GOAL OF THE EXERCISE - Copy the rows below word for word, starting at the line that contains "Expected: one point per instance of the white" and ending after the line that contains "[[424, 591]]".
--- Start EXTRACTED ENTRIES ---
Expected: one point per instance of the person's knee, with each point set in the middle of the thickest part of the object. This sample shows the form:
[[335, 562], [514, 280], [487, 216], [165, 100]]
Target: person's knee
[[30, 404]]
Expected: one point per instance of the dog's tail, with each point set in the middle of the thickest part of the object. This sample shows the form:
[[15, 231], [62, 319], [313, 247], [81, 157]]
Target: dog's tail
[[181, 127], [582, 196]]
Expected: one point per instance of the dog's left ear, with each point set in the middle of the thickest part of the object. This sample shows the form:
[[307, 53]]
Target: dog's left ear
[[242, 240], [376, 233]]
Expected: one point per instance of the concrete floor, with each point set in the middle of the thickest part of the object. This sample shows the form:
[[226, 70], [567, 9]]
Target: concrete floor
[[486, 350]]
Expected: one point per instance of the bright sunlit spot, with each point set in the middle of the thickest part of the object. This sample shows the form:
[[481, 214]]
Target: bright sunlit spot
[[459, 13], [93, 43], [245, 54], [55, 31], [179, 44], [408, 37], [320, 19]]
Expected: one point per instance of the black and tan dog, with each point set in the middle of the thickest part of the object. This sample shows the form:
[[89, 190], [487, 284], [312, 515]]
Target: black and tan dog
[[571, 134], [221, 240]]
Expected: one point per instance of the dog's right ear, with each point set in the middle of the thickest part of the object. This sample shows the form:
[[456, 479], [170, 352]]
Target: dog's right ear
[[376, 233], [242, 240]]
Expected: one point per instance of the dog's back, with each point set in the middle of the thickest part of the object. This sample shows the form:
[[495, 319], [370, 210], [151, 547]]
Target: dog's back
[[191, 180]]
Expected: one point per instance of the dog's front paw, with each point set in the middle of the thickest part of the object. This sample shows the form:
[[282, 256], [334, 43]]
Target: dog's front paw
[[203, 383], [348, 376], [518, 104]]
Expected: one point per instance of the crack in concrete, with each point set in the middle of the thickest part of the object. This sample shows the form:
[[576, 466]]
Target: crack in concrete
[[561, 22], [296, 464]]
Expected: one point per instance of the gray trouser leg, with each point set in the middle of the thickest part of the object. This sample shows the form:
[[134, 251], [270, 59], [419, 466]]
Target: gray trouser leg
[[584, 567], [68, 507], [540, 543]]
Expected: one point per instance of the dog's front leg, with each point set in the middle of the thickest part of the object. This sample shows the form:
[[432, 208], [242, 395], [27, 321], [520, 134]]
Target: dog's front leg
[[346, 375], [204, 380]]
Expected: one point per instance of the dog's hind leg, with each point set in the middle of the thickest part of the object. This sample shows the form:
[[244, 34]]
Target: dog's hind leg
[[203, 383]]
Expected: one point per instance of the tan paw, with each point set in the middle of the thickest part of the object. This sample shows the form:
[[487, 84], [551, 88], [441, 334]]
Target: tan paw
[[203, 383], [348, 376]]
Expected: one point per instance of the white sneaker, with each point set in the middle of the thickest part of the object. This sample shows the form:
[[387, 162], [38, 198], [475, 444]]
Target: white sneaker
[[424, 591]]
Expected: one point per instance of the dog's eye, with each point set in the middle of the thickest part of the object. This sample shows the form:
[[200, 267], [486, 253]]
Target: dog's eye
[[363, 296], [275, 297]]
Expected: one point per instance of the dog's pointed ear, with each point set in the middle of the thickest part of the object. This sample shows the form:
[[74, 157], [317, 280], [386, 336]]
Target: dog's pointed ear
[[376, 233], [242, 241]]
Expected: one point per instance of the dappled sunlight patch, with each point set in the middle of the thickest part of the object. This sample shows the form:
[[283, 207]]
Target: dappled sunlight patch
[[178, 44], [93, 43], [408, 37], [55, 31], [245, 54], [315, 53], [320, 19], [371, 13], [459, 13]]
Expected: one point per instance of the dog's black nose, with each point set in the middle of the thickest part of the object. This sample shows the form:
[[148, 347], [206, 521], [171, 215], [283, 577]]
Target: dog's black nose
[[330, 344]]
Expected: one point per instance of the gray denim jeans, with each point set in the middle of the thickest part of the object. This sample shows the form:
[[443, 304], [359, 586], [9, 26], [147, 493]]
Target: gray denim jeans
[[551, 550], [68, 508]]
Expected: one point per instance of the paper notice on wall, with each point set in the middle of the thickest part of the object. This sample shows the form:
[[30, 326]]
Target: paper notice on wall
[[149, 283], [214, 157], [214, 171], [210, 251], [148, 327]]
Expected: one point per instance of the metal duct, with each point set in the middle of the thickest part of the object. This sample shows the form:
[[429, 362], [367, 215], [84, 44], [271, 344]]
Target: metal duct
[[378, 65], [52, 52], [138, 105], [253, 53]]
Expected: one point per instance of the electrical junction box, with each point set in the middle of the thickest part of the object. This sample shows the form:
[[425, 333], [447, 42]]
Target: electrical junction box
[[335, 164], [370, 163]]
--- End EXTRACTED ENTRIES ---
SOLUTION TO THIS EXERCISE -
Expected: one point per instance of the white sneaker, with each point set in the middle of the thickest part of the object. This sample shows the form:
[[387, 162], [38, 198], [475, 444]]
Target: white sneaker
[[424, 591]]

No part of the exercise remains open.